#### TEXT EXCERPT
Kirmen Uribe (pronounced ; born October 5, 1970) is a Basque language writer.  He won the National Prize for Literature in Spain in 2009 for his first novel Bilbao-New York-Bilbao, which has been translated into over 15 languages. His poetry collection Meanwhile Take My Hand (Graywolf, 2007), translated into English by Elizabeth Macklin, was a finalist for the 2008 PEN Award for Poetry in Translation. His works have been published in The New Yorker, Open City and Little Star.

Early life
Kirmen Uribe was born in Ondarroa, a fishing town about one hour from Bilbao. Uribe's father (who died in 1999) was a trawlerman and his mother was a homemaker. He studied Basque Philology at the University of the Basque Country–Gasteiz, and did his graduate studies in Comparative Literature in Trento, Italy. He won his first literary prize in 1995 while he was in jail for being a conscientious objector and refusing to go to compulsory military service.

Career

Bilbao-New York-Bilbao
In 2008 Uribe published his first novel, Bilbao–New York–Bilbao (Elkar). The book sparked great curiosity. It received the Critics' Prize and the Spanish Literature Prize for Narrative. In early 2010 it was brought out simultaneously in Spanish (Seix-Barral), Galician (Xerais) and Catalan (Edicions 62). The novel Bilbao–New York–Bilbao is set on a hypothetical flight that its narrator, one Kirmen Uribe, takes from Bilbao's Loiu Airport to New York's J.F.K. On the flight, the writer contemplates his supposed novel-in-progress, which is about three generations of a family, his own, whose life is bound up with the sea. Bilbao–New York–Bilbao is a novel with no conventional plot to speak of. Its structure is that of a net, and the knots of the net are the stories of the three generations as they intersect with crosswise stories and reflections on the twentieth century as it was experienced in the Basque Country. Ollie Brock wrote about the novel in The Times Literary Supplement in August 2011: "Uribe has succeeded in realizing what is surely an ambition for many writers: a book that combines family, romances and literature, anchored deeply in a spoken culture but also in bookishness —and all without a single note of self-congratulation".
########
__PROBLEMS__.
a) Using the Kirmen Uribe text, answer these:
(i) In what town was Kirmen Uribe born?
(ii) Who translated Meanwhile Take My Hand into English?
(iii) In what year did Uribe publish Bilbao–New York–Bilbao?
b) Reproduce the Kirmen Uribe text from "Kirmen Uribe (pronounced" to "and Little Star.", swapping "finalist" for "nominee".
#### LISTING
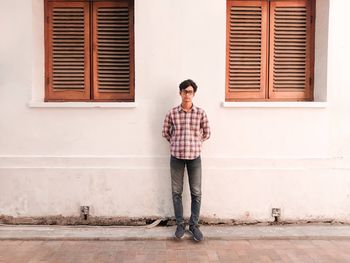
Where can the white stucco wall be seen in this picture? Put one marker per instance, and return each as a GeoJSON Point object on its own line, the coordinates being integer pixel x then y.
{"type": "Point", "coordinates": [294, 156]}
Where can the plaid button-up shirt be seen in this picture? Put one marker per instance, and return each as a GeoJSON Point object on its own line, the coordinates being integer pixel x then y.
{"type": "Point", "coordinates": [186, 131]}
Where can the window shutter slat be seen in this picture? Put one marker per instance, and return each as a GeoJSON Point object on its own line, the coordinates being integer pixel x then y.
{"type": "Point", "coordinates": [67, 51]}
{"type": "Point", "coordinates": [290, 50]}
{"type": "Point", "coordinates": [113, 53]}
{"type": "Point", "coordinates": [246, 76]}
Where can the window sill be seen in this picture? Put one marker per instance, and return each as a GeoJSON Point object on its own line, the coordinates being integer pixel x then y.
{"type": "Point", "coordinates": [270, 104]}
{"type": "Point", "coordinates": [41, 104]}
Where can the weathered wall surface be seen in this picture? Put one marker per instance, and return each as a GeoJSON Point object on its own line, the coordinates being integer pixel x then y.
{"type": "Point", "coordinates": [294, 156]}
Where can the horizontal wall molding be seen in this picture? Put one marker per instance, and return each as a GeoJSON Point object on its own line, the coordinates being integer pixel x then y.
{"type": "Point", "coordinates": [162, 162]}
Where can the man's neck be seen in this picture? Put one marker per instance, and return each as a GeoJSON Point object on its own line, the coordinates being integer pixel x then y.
{"type": "Point", "coordinates": [187, 106]}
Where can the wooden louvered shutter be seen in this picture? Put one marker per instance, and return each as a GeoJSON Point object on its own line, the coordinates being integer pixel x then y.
{"type": "Point", "coordinates": [246, 58]}
{"type": "Point", "coordinates": [291, 50]}
{"type": "Point", "coordinates": [113, 54]}
{"type": "Point", "coordinates": [67, 51]}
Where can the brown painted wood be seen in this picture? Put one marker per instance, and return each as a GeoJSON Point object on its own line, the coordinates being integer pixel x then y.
{"type": "Point", "coordinates": [288, 73]}
{"type": "Point", "coordinates": [246, 50]}
{"type": "Point", "coordinates": [67, 51]}
{"type": "Point", "coordinates": [72, 70]}
{"type": "Point", "coordinates": [291, 49]}
{"type": "Point", "coordinates": [113, 53]}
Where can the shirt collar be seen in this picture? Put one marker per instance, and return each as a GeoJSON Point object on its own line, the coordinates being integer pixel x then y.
{"type": "Point", "coordinates": [194, 108]}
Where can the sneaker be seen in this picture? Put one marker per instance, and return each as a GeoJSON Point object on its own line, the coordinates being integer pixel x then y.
{"type": "Point", "coordinates": [180, 231]}
{"type": "Point", "coordinates": [196, 233]}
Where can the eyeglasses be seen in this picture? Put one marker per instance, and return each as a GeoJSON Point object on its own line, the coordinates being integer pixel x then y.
{"type": "Point", "coordinates": [189, 92]}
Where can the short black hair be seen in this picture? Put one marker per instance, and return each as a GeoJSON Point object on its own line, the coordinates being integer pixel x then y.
{"type": "Point", "coordinates": [186, 83]}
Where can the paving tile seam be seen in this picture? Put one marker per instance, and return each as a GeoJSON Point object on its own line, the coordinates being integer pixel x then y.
{"type": "Point", "coordinates": [172, 238]}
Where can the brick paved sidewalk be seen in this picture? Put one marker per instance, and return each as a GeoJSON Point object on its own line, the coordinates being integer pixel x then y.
{"type": "Point", "coordinates": [255, 251]}
{"type": "Point", "coordinates": [291, 243]}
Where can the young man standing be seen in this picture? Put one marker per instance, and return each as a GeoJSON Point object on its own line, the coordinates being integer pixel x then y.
{"type": "Point", "coordinates": [185, 128]}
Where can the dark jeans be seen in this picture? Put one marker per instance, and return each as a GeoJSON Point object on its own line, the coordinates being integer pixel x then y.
{"type": "Point", "coordinates": [194, 170]}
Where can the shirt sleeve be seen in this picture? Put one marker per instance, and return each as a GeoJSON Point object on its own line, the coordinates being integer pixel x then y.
{"type": "Point", "coordinates": [205, 127]}
{"type": "Point", "coordinates": [167, 127]}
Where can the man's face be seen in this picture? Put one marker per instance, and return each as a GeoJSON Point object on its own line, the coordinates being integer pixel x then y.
{"type": "Point", "coordinates": [187, 94]}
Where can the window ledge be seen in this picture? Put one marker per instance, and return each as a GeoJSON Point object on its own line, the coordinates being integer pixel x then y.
{"type": "Point", "coordinates": [272, 104]}
{"type": "Point", "coordinates": [42, 104]}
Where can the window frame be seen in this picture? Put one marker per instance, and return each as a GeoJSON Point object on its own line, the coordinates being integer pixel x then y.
{"type": "Point", "coordinates": [265, 89]}
{"type": "Point", "coordinates": [90, 96]}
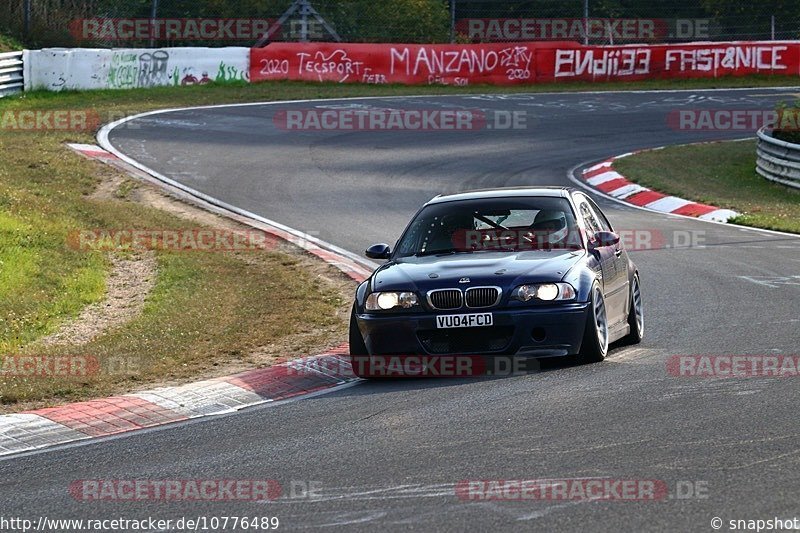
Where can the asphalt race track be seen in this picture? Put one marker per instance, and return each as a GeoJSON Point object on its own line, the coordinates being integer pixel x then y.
{"type": "Point", "coordinates": [388, 455]}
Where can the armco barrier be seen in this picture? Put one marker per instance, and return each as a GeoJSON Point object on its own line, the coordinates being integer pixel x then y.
{"type": "Point", "coordinates": [777, 160]}
{"type": "Point", "coordinates": [11, 70]}
{"type": "Point", "coordinates": [57, 69]}
{"type": "Point", "coordinates": [518, 63]}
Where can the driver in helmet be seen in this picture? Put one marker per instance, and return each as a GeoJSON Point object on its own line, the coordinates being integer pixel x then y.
{"type": "Point", "coordinates": [550, 229]}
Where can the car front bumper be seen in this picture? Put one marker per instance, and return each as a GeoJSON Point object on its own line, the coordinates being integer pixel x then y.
{"type": "Point", "coordinates": [542, 331]}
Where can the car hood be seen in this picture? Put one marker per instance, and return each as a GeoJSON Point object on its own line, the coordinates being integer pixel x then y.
{"type": "Point", "coordinates": [503, 269]}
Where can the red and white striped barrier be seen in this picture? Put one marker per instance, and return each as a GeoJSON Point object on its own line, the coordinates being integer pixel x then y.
{"type": "Point", "coordinates": [604, 178]}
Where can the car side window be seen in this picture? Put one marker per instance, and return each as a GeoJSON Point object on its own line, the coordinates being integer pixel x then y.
{"type": "Point", "coordinates": [588, 217]}
{"type": "Point", "coordinates": [599, 215]}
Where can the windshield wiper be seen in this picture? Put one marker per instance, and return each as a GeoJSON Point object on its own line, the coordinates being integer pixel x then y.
{"type": "Point", "coordinates": [442, 252]}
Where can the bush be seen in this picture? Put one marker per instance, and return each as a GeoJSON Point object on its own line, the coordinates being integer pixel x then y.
{"type": "Point", "coordinates": [788, 125]}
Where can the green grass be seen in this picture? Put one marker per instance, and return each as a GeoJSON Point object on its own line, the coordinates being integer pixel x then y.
{"type": "Point", "coordinates": [9, 44]}
{"type": "Point", "coordinates": [721, 174]}
{"type": "Point", "coordinates": [206, 309]}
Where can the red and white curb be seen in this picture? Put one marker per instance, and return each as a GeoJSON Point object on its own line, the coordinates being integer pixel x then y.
{"type": "Point", "coordinates": [104, 417]}
{"type": "Point", "coordinates": [604, 178]}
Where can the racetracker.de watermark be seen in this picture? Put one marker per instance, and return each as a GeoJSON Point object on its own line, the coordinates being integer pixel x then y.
{"type": "Point", "coordinates": [691, 120]}
{"type": "Point", "coordinates": [65, 366]}
{"type": "Point", "coordinates": [316, 119]}
{"type": "Point", "coordinates": [177, 240]}
{"type": "Point", "coordinates": [203, 490]}
{"type": "Point", "coordinates": [733, 366]}
{"type": "Point", "coordinates": [184, 29]}
{"type": "Point", "coordinates": [41, 120]}
{"type": "Point", "coordinates": [580, 489]}
{"type": "Point", "coordinates": [610, 29]}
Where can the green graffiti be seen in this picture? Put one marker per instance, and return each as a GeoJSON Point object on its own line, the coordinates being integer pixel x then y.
{"type": "Point", "coordinates": [230, 73]}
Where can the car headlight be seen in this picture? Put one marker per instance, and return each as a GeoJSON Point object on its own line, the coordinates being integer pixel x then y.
{"type": "Point", "coordinates": [384, 301]}
{"type": "Point", "coordinates": [547, 292]}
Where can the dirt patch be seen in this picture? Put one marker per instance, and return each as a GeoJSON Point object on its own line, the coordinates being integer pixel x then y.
{"type": "Point", "coordinates": [130, 281]}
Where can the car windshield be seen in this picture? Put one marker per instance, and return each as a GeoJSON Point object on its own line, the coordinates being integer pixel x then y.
{"type": "Point", "coordinates": [495, 224]}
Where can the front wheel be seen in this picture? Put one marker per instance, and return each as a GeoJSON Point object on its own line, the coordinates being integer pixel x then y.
{"type": "Point", "coordinates": [358, 349]}
{"type": "Point", "coordinates": [594, 347]}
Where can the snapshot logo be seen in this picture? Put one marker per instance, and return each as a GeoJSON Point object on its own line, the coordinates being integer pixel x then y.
{"type": "Point", "coordinates": [49, 120]}
{"type": "Point", "coordinates": [733, 366]}
{"type": "Point", "coordinates": [177, 240]}
{"type": "Point", "coordinates": [585, 489]}
{"type": "Point", "coordinates": [733, 119]}
{"type": "Point", "coordinates": [374, 119]}
{"type": "Point", "coordinates": [186, 490]}
{"type": "Point", "coordinates": [186, 29]}
{"type": "Point", "coordinates": [607, 29]}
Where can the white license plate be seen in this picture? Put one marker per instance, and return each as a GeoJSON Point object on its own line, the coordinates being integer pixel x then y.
{"type": "Point", "coordinates": [464, 321]}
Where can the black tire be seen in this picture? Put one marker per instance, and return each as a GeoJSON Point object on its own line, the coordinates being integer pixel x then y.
{"type": "Point", "coordinates": [594, 347]}
{"type": "Point", "coordinates": [358, 350]}
{"type": "Point", "coordinates": [636, 314]}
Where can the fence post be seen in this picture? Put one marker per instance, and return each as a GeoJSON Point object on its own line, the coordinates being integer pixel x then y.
{"type": "Point", "coordinates": [26, 20]}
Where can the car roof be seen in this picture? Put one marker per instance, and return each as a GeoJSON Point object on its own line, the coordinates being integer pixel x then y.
{"type": "Point", "coordinates": [504, 192]}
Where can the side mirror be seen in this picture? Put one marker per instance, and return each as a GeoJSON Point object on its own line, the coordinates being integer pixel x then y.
{"type": "Point", "coordinates": [604, 238]}
{"type": "Point", "coordinates": [378, 251]}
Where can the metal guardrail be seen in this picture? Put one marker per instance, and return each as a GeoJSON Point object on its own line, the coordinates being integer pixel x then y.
{"type": "Point", "coordinates": [11, 74]}
{"type": "Point", "coordinates": [778, 160]}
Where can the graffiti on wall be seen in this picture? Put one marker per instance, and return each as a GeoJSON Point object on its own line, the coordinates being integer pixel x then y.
{"type": "Point", "coordinates": [129, 70]}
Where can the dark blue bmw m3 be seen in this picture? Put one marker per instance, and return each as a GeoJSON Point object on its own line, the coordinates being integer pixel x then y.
{"type": "Point", "coordinates": [531, 272]}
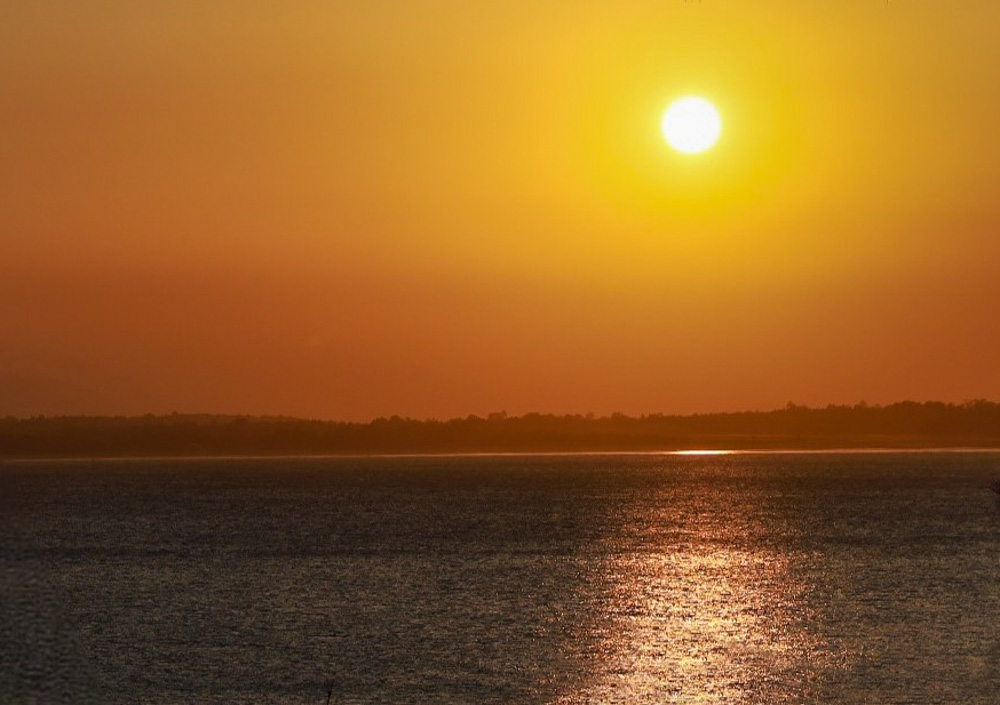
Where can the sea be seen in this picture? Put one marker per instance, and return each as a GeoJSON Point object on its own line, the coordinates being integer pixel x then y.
{"type": "Point", "coordinates": [740, 578]}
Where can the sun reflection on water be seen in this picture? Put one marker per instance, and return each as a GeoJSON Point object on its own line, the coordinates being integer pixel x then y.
{"type": "Point", "coordinates": [701, 611]}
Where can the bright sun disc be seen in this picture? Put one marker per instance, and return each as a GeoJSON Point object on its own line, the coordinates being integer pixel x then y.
{"type": "Point", "coordinates": [691, 125]}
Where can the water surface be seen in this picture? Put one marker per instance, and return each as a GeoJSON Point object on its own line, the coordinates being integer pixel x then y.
{"type": "Point", "coordinates": [792, 578]}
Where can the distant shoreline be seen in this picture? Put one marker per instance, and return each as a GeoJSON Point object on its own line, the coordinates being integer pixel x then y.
{"type": "Point", "coordinates": [904, 426]}
{"type": "Point", "coordinates": [693, 453]}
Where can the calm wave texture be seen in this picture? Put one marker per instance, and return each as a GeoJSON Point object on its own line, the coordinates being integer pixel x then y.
{"type": "Point", "coordinates": [639, 579]}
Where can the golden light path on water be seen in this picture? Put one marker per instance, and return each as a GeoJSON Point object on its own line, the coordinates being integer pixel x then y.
{"type": "Point", "coordinates": [704, 607]}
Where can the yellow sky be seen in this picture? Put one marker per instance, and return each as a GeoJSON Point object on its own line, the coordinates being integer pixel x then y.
{"type": "Point", "coordinates": [355, 209]}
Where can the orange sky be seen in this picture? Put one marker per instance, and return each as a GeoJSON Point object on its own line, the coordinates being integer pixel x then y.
{"type": "Point", "coordinates": [362, 208]}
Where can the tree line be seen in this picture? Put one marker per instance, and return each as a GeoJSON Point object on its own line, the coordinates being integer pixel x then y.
{"type": "Point", "coordinates": [904, 424]}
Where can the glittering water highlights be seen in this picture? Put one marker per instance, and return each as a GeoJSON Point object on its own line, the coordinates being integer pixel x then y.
{"type": "Point", "coordinates": [840, 578]}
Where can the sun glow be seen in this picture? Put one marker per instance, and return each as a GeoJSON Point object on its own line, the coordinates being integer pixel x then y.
{"type": "Point", "coordinates": [691, 125]}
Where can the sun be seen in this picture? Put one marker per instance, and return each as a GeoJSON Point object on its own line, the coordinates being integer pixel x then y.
{"type": "Point", "coordinates": [691, 125]}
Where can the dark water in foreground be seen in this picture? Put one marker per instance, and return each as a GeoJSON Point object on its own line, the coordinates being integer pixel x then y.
{"type": "Point", "coordinates": [589, 579]}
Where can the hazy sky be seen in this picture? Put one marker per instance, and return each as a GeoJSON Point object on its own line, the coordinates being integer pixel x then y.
{"type": "Point", "coordinates": [434, 208]}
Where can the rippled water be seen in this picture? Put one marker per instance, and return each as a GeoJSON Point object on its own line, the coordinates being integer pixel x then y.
{"type": "Point", "coordinates": [839, 578]}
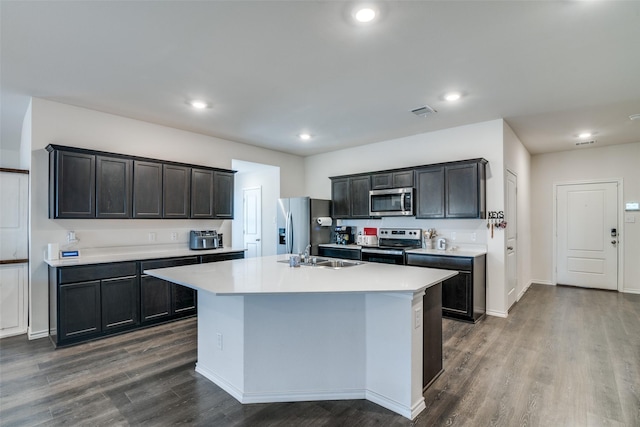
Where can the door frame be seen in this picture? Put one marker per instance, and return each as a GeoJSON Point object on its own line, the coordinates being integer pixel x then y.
{"type": "Point", "coordinates": [620, 264]}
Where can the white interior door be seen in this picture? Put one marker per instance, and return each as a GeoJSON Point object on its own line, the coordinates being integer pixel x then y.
{"type": "Point", "coordinates": [511, 217]}
{"type": "Point", "coordinates": [252, 203]}
{"type": "Point", "coordinates": [587, 242]}
{"type": "Point", "coordinates": [14, 188]}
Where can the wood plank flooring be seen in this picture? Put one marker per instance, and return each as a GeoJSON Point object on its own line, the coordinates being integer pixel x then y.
{"type": "Point", "coordinates": [564, 357]}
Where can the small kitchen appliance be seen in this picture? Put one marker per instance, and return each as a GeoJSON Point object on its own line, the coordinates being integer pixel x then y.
{"type": "Point", "coordinates": [344, 235]}
{"type": "Point", "coordinates": [205, 239]}
{"type": "Point", "coordinates": [392, 244]}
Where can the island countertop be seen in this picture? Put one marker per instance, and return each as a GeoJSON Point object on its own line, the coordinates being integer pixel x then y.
{"type": "Point", "coordinates": [266, 275]}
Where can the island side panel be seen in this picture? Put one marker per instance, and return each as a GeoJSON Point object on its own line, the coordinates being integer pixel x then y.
{"type": "Point", "coordinates": [304, 347]}
{"type": "Point", "coordinates": [221, 345]}
{"type": "Point", "coordinates": [394, 351]}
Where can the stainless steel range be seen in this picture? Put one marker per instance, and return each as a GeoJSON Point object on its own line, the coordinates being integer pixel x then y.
{"type": "Point", "coordinates": [392, 243]}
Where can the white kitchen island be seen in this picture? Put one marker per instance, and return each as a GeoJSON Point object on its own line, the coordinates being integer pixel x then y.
{"type": "Point", "coordinates": [268, 332]}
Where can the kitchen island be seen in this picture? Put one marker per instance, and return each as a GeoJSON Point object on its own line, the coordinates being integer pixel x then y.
{"type": "Point", "coordinates": [268, 332]}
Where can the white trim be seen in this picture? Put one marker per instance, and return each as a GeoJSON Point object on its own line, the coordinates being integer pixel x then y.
{"type": "Point", "coordinates": [619, 183]}
{"type": "Point", "coordinates": [497, 313]}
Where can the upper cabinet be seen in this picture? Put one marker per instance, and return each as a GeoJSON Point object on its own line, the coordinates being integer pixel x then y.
{"type": "Point", "coordinates": [350, 196]}
{"type": "Point", "coordinates": [223, 192]}
{"type": "Point", "coordinates": [72, 178]}
{"type": "Point", "coordinates": [147, 189]}
{"type": "Point", "coordinates": [113, 187]}
{"type": "Point", "coordinates": [93, 184]}
{"type": "Point", "coordinates": [451, 190]}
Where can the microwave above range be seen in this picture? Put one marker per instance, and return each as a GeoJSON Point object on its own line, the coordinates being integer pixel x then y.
{"type": "Point", "coordinates": [392, 202]}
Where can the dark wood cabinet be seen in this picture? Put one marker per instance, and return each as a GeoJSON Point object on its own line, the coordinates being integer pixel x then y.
{"type": "Point", "coordinates": [399, 179]}
{"type": "Point", "coordinates": [119, 302]}
{"type": "Point", "coordinates": [350, 196]}
{"type": "Point", "coordinates": [162, 300]}
{"type": "Point", "coordinates": [91, 301]}
{"type": "Point", "coordinates": [452, 190]}
{"type": "Point", "coordinates": [223, 193]}
{"type": "Point", "coordinates": [176, 191]}
{"type": "Point", "coordinates": [72, 184]}
{"type": "Point", "coordinates": [113, 187]}
{"type": "Point", "coordinates": [147, 189]}
{"type": "Point", "coordinates": [79, 310]}
{"type": "Point", "coordinates": [464, 295]}
{"type": "Point", "coordinates": [430, 192]}
{"type": "Point", "coordinates": [202, 190]}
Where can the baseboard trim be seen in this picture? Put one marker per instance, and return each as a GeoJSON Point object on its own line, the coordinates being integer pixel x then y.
{"type": "Point", "coordinates": [37, 335]}
{"type": "Point", "coordinates": [496, 313]}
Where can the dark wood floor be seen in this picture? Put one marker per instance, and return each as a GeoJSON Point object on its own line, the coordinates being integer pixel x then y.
{"type": "Point", "coordinates": [564, 357]}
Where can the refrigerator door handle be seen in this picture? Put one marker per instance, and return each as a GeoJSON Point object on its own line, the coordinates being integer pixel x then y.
{"type": "Point", "coordinates": [288, 233]}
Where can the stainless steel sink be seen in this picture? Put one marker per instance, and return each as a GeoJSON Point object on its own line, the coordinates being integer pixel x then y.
{"type": "Point", "coordinates": [327, 263]}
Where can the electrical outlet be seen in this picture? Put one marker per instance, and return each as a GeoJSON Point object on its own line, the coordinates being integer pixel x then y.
{"type": "Point", "coordinates": [219, 341]}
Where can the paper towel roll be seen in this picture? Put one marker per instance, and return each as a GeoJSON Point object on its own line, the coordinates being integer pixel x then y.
{"type": "Point", "coordinates": [324, 221]}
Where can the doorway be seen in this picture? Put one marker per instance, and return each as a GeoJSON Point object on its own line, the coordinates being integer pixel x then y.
{"type": "Point", "coordinates": [587, 234]}
{"type": "Point", "coordinates": [252, 230]}
{"type": "Point", "coordinates": [511, 216]}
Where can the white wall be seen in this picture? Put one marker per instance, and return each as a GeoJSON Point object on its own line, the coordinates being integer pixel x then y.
{"type": "Point", "coordinates": [54, 123]}
{"type": "Point", "coordinates": [612, 162]}
{"type": "Point", "coordinates": [518, 160]}
{"type": "Point", "coordinates": [464, 142]}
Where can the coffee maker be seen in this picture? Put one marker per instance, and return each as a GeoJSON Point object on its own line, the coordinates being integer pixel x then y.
{"type": "Point", "coordinates": [344, 235]}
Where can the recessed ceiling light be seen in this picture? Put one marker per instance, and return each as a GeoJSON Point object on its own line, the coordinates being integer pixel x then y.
{"type": "Point", "coordinates": [200, 105]}
{"type": "Point", "coordinates": [365, 14]}
{"type": "Point", "coordinates": [452, 96]}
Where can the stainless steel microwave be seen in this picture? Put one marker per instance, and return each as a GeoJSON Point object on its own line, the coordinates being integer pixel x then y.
{"type": "Point", "coordinates": [391, 202]}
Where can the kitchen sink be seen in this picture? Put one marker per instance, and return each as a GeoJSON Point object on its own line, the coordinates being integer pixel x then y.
{"type": "Point", "coordinates": [327, 263]}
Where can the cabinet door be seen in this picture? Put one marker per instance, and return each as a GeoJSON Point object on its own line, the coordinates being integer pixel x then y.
{"type": "Point", "coordinates": [359, 191]}
{"type": "Point", "coordinates": [147, 189]}
{"type": "Point", "coordinates": [202, 201]}
{"type": "Point", "coordinates": [223, 194]}
{"type": "Point", "coordinates": [381, 181]}
{"type": "Point", "coordinates": [119, 302]}
{"type": "Point", "coordinates": [156, 298]}
{"type": "Point", "coordinates": [430, 192]}
{"type": "Point", "coordinates": [184, 300]}
{"type": "Point", "coordinates": [176, 191]}
{"type": "Point", "coordinates": [461, 184]}
{"type": "Point", "coordinates": [456, 294]}
{"type": "Point", "coordinates": [73, 187]}
{"type": "Point", "coordinates": [113, 187]}
{"type": "Point", "coordinates": [340, 198]}
{"type": "Point", "coordinates": [403, 179]}
{"type": "Point", "coordinates": [79, 310]}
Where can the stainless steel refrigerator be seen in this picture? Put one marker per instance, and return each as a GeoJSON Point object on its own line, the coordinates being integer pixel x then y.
{"type": "Point", "coordinates": [297, 225]}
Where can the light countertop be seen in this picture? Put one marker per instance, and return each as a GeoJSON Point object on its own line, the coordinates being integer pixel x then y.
{"type": "Point", "coordinates": [266, 275]}
{"type": "Point", "coordinates": [106, 255]}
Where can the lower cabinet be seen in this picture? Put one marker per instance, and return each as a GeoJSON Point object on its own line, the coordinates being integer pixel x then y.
{"type": "Point", "coordinates": [464, 295]}
{"type": "Point", "coordinates": [88, 302]}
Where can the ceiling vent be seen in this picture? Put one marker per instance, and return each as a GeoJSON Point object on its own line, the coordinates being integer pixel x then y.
{"type": "Point", "coordinates": [593, 141]}
{"type": "Point", "coordinates": [423, 111]}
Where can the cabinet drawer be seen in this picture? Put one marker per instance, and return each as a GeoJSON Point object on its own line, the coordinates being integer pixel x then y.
{"type": "Point", "coordinates": [82, 273]}
{"type": "Point", "coordinates": [170, 262]}
{"type": "Point", "coordinates": [438, 261]}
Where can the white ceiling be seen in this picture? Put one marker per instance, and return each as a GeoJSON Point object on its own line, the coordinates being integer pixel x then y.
{"type": "Point", "coordinates": [272, 69]}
########
__FINAL ANSWERS__.
a)
(i) Ondarroa
(ii) Elizabeth Macklin
(iii) 2008

b)
Kirmen Uribe (pronounced ; born October 5, 1970) is a Basque language writer.  He won the National Prize for Literature in Spain in 2009 for his first novel Bilbao-New York-Bilbao, which has been translated into over 15 languages. His poetry collection Meanwhile Take My Hand (Graywolf, 2007), translated into English by Elizabeth Macklin, was a nominee for the 2008 PEN Award for Poetry in Translation. His works have been published in The New Yorker, Open City and Little Star.